• **抜粋資料**

*****

☆36年連続日本一の「もてなし伝説」

加賀屋のもてなしは客室から見える七尾湾の海と相乗として自然だ。そのポイントは「笑顔で気働き」という言葉に集約されている。客に対する気遣いなのだが、マニュアルではなく、その場に応じて機転を利かせて、客のニーズを先読みして、行動することなのだ。
たとえば、客室係は客が到着した瞬間から、客を観察する。普通の旅館だと浴衣は客室においてあり、自らサイズを「大」「中」の中から選ぶのだが、加賀屋では客室係が客の体格を判断して用意する。そこから「気働き」が始まる。茶と菓子を出しながら、さりげなく会話して、旅行の目的、誕生日や記念日などを聞いて、それにマッチするさりげない演出をして場を盛り上げる。たとえば、家族の命日であれば、陰膳を添える。客は「そこまでしなくても」と驚くだろう。しかし、それが加賀屋流なのかもしれない。小手先のサービスではない、心のもてなしなのである。客室係の動作は雰囲気の中で流れるように自然であり、決してお節介と感じさせない。さざ波の音のような心地よさがある。
「もてなし」はホスピタリティ(hospitality)と訳される。癒されるような心地よさの原点は一体なんなのかと考える。この心地よさは、実は加賀屋だけでない、能登の心地よさなのだと思うことがある。先日(12月4、5日)、留学生や学生を連れて奥能登の農耕儀礼「あえのこと」を見学に行った。ユネスコの無形文化遺産に登録されている、「田の神さま」をもてなす儀礼である。粛々と執り行われる儀式。その丁寧さには理由がある。昔から当地の言い伝えで、田の神さまは目が不自由だという設定になっている。田んぼに恵みを与えてくれる神さまは、稲穂で目を突いてしまい目が不自由なのだから、神が転ばないようにも座敷へと案内をしなさい、並んでいるごちそうが何か分かるように説明しなさい、と先祖から受け継がれてきた。障がいのある神さまをもてなすという高度な技がこの地には伝わる。現代の言葉で、健常者と障がい者への分け隔てない接遇はユニバーサル・サービス(universal service)と呼ばれる。この接遇の風土は「能登はやさしや土までも」と称される。
加賀屋が36年連続総合1位の伝説をつくることができたのも、そうした接遇の風土があるからなのだろうと勝手に想像している。

*****

• **提示データ**
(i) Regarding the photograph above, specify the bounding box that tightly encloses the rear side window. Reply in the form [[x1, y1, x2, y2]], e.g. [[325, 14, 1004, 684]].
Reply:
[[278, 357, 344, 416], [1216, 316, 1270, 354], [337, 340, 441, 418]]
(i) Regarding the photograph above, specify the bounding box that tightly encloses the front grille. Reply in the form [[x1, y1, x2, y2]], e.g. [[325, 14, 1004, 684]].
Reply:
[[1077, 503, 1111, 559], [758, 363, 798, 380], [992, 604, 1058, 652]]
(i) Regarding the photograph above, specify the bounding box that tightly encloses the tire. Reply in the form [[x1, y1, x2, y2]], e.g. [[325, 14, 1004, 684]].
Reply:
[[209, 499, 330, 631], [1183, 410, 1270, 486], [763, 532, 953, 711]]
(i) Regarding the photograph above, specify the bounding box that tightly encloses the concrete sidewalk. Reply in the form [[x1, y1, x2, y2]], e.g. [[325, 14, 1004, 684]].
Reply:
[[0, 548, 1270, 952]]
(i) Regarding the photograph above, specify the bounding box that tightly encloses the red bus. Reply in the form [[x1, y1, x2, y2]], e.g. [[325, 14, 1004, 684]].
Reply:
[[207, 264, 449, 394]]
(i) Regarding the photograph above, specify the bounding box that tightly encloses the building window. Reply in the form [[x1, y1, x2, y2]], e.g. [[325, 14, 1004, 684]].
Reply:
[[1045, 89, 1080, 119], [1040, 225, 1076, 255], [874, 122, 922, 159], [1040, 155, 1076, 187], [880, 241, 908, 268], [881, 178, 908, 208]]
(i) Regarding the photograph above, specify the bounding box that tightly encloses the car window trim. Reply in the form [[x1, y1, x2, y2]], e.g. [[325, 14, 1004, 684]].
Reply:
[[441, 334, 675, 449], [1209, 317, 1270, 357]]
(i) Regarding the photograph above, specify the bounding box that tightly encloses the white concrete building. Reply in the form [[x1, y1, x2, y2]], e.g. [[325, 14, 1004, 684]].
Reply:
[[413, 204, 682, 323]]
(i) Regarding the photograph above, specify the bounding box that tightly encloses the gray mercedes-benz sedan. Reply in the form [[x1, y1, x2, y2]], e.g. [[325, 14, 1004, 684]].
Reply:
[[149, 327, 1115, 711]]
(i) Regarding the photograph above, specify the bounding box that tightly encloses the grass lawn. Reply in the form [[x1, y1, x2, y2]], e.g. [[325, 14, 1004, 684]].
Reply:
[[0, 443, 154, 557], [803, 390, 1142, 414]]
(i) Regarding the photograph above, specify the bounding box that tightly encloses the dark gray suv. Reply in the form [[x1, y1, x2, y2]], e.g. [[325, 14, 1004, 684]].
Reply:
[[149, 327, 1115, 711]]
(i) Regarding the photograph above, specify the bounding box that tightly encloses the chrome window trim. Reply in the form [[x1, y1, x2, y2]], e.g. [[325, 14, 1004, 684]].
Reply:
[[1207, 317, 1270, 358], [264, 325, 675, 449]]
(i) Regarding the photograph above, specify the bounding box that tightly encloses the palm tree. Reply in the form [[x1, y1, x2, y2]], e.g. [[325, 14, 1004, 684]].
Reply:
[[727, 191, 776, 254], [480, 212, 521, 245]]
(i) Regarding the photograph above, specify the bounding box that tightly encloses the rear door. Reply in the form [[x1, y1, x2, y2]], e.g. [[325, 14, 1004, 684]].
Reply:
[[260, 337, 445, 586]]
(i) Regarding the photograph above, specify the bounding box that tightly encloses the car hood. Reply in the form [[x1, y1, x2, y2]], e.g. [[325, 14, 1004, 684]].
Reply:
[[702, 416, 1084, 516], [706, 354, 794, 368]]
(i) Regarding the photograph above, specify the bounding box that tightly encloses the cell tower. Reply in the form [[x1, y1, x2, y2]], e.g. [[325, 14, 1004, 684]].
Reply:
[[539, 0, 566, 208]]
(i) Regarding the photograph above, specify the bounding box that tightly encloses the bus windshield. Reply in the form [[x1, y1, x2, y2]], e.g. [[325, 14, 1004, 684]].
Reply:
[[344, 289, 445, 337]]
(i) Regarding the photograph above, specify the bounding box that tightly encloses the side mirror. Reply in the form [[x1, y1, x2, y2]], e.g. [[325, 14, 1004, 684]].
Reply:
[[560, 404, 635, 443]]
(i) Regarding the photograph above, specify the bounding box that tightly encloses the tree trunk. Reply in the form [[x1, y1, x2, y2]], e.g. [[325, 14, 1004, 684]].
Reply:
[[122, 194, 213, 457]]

*****

• **作業の指示**
1 - 加賀屋のもてなしに関する文章と、次の(a)〜(c)の各記述が合っているかを「はい」か「いいえ」で答え、判断の根拠となる本文の語句をそのまま引用すること。(a) 加賀屋では浴衣のサイズを客が自分で選ぶ。(b) 「あえのこと」はユネスコの無形文化遺産に登録されている。(c) 当地の言い伝えでは、田の神さまは耳が不自由だとされている。
2 - 加賀屋のもてなしに関する文章にある「客室係の動作は雰囲気の中で流れるように自然であり、決してお節介と感じさせない。」という一文を英語に訳すこと。
データの行はこの作業に一切関わらない。

• **記述した解答**
1 -
(a) いいえ:「加賀屋では客室係が客の体格を判断して用意する」
(b) はい:「ユネスコの無形文化遺産に登録されている」
(c) いいえ:「田の神さまは目が不自由だという設定になっている」

2 - The room attendants' movements flow naturally within the atmosphere, and they never come across as intrusive.